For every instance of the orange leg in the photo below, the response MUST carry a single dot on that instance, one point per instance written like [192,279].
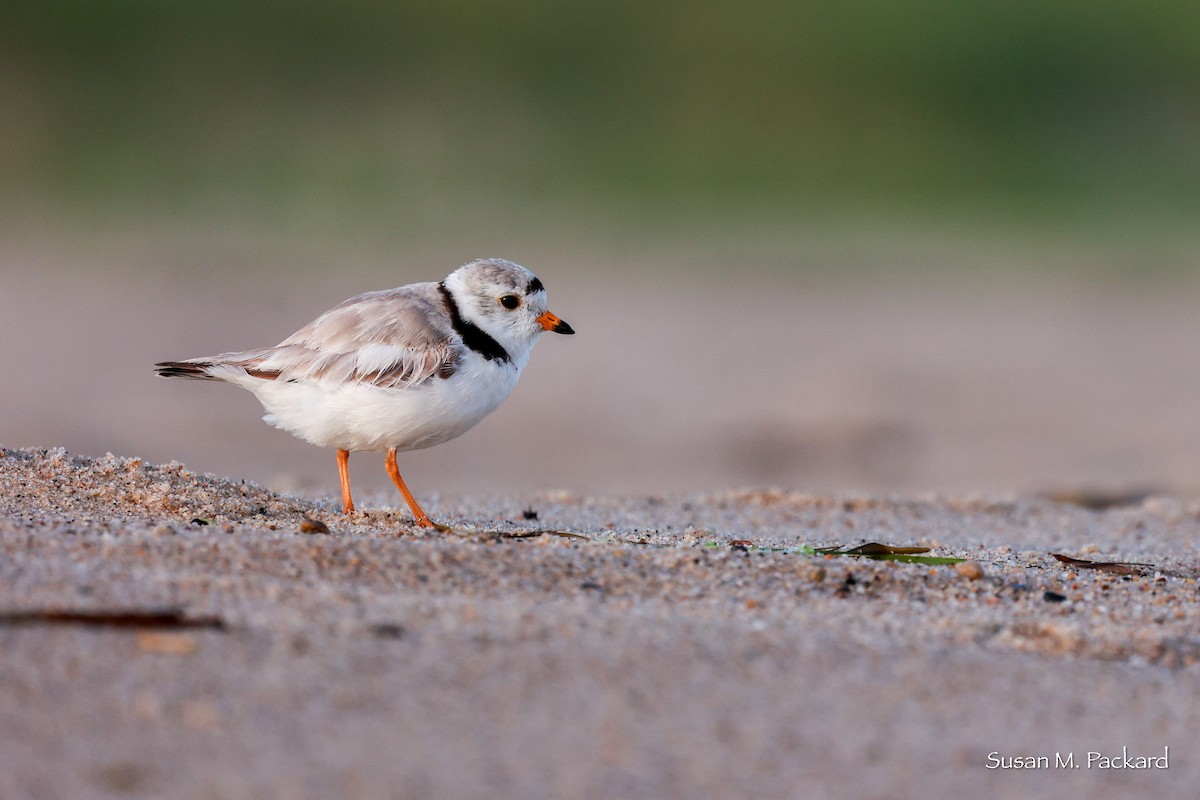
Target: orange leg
[343,469]
[421,518]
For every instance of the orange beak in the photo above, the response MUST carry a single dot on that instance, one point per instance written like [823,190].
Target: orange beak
[552,323]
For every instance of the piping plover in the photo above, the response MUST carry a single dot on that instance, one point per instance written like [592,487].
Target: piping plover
[395,370]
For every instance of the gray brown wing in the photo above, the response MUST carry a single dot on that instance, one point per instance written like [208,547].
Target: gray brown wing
[396,338]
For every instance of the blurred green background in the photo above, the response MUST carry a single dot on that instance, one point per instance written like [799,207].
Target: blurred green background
[779,133]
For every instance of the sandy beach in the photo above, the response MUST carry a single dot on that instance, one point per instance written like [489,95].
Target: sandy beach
[177,635]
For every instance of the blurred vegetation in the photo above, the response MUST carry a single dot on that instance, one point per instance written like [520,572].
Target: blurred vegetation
[391,118]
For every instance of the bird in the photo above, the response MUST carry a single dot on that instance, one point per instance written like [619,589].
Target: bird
[395,370]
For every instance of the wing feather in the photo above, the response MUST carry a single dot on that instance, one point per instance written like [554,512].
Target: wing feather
[394,338]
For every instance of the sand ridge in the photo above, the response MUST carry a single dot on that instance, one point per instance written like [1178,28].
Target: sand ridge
[378,656]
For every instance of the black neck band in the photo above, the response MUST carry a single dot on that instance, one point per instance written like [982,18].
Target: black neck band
[473,336]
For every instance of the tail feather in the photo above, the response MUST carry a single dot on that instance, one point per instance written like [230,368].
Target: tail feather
[191,370]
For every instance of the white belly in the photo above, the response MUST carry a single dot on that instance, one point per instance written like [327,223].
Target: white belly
[361,416]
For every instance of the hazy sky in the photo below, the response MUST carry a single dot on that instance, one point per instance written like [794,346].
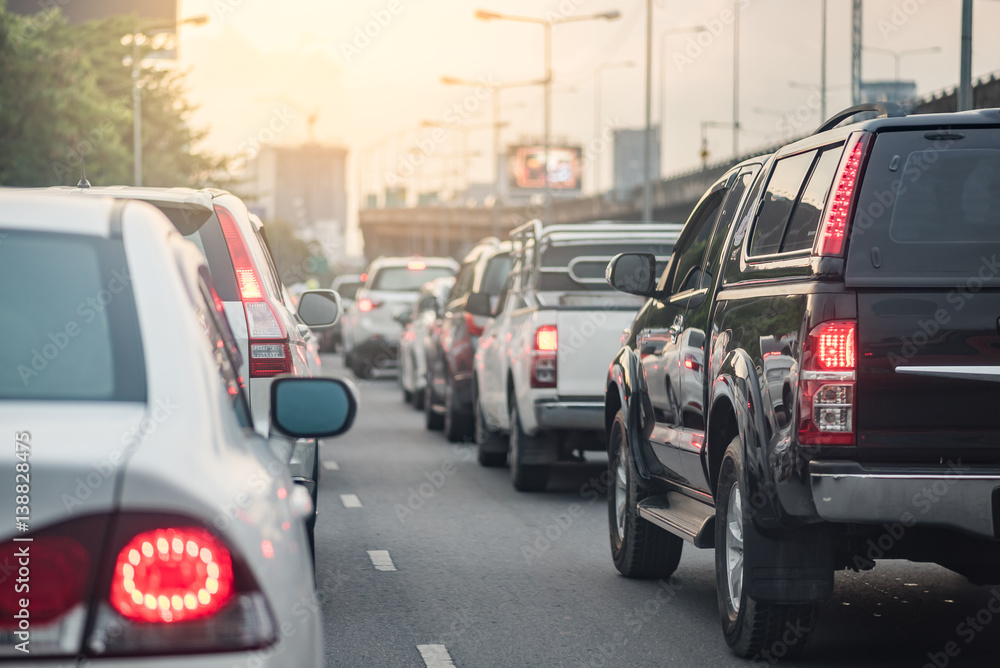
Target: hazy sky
[260,67]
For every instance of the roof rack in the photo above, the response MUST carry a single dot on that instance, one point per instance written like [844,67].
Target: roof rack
[884,109]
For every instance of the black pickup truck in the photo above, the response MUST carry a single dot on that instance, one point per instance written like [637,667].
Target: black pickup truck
[814,381]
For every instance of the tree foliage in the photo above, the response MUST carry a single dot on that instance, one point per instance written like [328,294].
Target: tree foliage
[66,94]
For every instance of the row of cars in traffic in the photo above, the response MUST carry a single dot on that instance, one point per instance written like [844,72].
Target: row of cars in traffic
[804,378]
[160,405]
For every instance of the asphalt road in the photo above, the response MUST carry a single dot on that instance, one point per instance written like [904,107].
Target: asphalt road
[502,578]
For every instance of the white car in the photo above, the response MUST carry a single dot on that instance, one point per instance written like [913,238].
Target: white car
[419,329]
[271,337]
[153,526]
[370,329]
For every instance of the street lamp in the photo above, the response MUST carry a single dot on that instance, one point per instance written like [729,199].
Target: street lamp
[547,23]
[497,126]
[898,55]
[201,19]
[597,111]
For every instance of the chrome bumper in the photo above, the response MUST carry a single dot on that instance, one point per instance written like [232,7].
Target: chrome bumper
[576,415]
[962,498]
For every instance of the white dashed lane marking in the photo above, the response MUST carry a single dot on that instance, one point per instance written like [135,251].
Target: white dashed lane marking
[436,656]
[381,560]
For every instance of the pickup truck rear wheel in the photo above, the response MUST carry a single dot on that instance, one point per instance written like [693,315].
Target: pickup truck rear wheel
[752,628]
[639,548]
[492,450]
[524,477]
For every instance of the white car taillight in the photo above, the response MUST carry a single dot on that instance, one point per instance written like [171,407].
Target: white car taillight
[544,362]
[270,354]
[826,384]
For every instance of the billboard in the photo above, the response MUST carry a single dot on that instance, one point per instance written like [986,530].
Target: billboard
[525,165]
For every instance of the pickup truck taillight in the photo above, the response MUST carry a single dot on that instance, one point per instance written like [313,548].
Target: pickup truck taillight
[543,356]
[827,384]
[269,351]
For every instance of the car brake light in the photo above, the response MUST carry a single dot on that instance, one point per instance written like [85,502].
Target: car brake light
[474,328]
[827,384]
[836,218]
[172,575]
[544,362]
[547,338]
[273,357]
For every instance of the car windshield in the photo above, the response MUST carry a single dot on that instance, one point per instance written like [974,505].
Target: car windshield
[67,320]
[403,279]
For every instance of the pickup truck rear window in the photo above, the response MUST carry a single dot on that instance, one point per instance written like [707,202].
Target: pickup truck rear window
[67,320]
[929,210]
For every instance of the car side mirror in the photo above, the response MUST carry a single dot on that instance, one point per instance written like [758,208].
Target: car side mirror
[320,309]
[478,303]
[633,273]
[312,407]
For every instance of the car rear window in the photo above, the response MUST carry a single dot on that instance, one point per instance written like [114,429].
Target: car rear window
[67,320]
[200,226]
[582,266]
[928,210]
[403,279]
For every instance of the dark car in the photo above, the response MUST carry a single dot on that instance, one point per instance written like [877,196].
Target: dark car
= = = =
◆ TO BE DONE: Transcribe every entry word for word, but omit the pictures.

◆ RESPONSE TO THE TASK:
For every instance of the orange leg in the photo below, the response MUST carry a single dot on that instance, one point per instance written like [192,279].
Target: orange leg
[343,469]
[421,518]
For every instance of the orange beak in the photo above, the response MUST carry a single dot on that instance, one point per instance written like [823,190].
Target: orange beak
[552,323]
For every instance of the piping plover in the photo above, the response MUST carry a single dot on that instance, one point per instance written like [592,487].
Target: piping plover
[395,370]
For every instance of the gray brown wing in the photo above, the response MUST carry a single dot on that instance, one point per instance written like [208,547].
Target: gray brown wing
[396,338]
For every instance of the blurred green background in the photo above, the response MUST carry a single dot on that instance, one point per instance written like [799,207].
Target: blurred green background
[779,133]
For every instance of the sandy beach in the photo above, the response MUST carry a single dot on that instance, one point per instance written like [489,95].
Target: sandy beach
[177,635]
For every instance of the blurred vegetation in the photo above, the response MUST carry a single dot on that instance, one point per instance written like [520,572].
Target: blurred vegetation
[391,118]
For every instance of the bird in the photo above, the response MUST carry a single dot on that instance, one point per instance written like [619,589].
Target: bird
[395,370]
For every instance of the wing feather in the photo above, the response MUST carry a single dot on that instance, one point per instance written like [554,512].
Target: wing feather
[394,338]
For every instance of the sand ridge in the photo above, the response MUST carry a single dot on that instance, one point per instance written like [1178,28].
Target: sand ridge
[378,656]
For every instance of the black neck band in the photo above, the response MUST carry a single dot on that instance, one point per instance written like [982,18].
Target: black neck band
[473,336]
For every instance of the tail feather in the photo above, the response MUST carry a single dot on that instance, one point per instance written like [230,368].
Target: tail feather
[191,370]
For every instance of the white belly in the photo above, the response MUST carry a single dot on that instance, one point per instance written like [327,223].
Target: white belly
[361,416]
For every instance of the hazy sky in the photo below, the response MUST carry a single dot on that instance, one point per instance written like [794,346].
Target: hazy sky
[260,67]
For every instance of the roof rack in the photo above, the response MUST carry a single dot on that instance, one point per instance written like [844,67].
Target: roof rack
[884,109]
For every instance of the black pickup truck in the photo above, the response MUST carry a single dot on that instance, one point per instance written like [637,667].
Target: black pickup truck
[814,381]
For every instance of the tree foliage in the photo above, the response MUST carry a single dot on that instance, one point per instance written like [328,294].
Target: tree foliage
[66,94]
For every instance of the row of cars in traffic in the photo above, the response MUST carry a single dot on that instance, one point per instance written like [844,72].
Target: row of cars in traffic
[804,378]
[160,405]
For every instance of the asphalt road in the photo above, the response MUST carry a single dot on that instance, one point per instance written like [904,107].
Target: asphalt road
[502,578]
For every instance of the white car in the photo above, the response MUST carry a single dot on that instance, one point per instance written like [913,238].
Target: white car
[419,329]
[271,337]
[153,526]
[370,329]
For every instance of the street lamp in the photo above, the response MUST carry a single dot on that instance, one point per instance written like [729,199].
Target: street lamp
[547,23]
[497,126]
[898,55]
[201,19]
[597,111]
For every instance of the chrome bumper in the photo above, the response MUST carry a single dot on that instance, one point per instance written like [232,7].
Target: chrome bumper
[576,415]
[962,498]
For every instance of the white dashed lane marking in the photo above, the response MUST carry a single dot on that instance, one point per instance written like [135,251].
Target: white dashed lane marking
[436,656]
[381,560]
For every instance of the pickup truck rear wheel in the photo above, the response MUST carry a single dot on that instance, one point per instance written like [693,315].
Target: pickup truck rear wheel
[752,628]
[639,548]
[492,450]
[524,477]
For every instance of the white car taillight in the photo above, the response MUST carry a single dot on that instance, one point per instance written like [171,407].
Target: white car taillight
[544,362]
[270,354]
[826,384]
For every instance of the billboard in the photo above, the response MUST carry a single dot on that instance, one point per instance written like [986,530].
Target: billboard
[525,165]
For every instance of the pickup truck taillight in the photo above, the response MUST carry a single dot on that instance, one point per instance written like [313,548].
Target: pickup truck taillight
[543,356]
[827,384]
[269,351]
For every instance of the car brake light in the photo above, the response MUST carry a single dot on that instance, one point per instance written like [85,502].
Target: car brake light
[474,328]
[827,384]
[836,218]
[172,575]
[544,362]
[547,338]
[273,357]
For every instance of the car windshield in the photo above, the response MUST carry a single dot on that instance, one point per instance written like [974,505].
Target: car windshield
[67,320]
[403,279]
For every instance of the pickup truck rear window in the photo above, the response MUST carry a single dot on that instance, one point per instance written like [707,202].
Target: pickup truck rear window
[67,320]
[929,210]
For every instance of the car side mirror in the photo above, the response MUST carry a single dot on that instance, one point per instance written like [758,208].
Target: car side mirror
[320,309]
[478,303]
[633,273]
[312,407]
For every instance of the car rear window in the photo above, the response MUST carry a single dot on that instance, one point per instance written like [114,429].
Target: car rear window
[67,320]
[200,226]
[582,266]
[928,210]
[403,279]
For every instance of the dark car in the photo above, the response MUST carry a single dot on that instance, one point per instance written like [877,196].
Target: dark car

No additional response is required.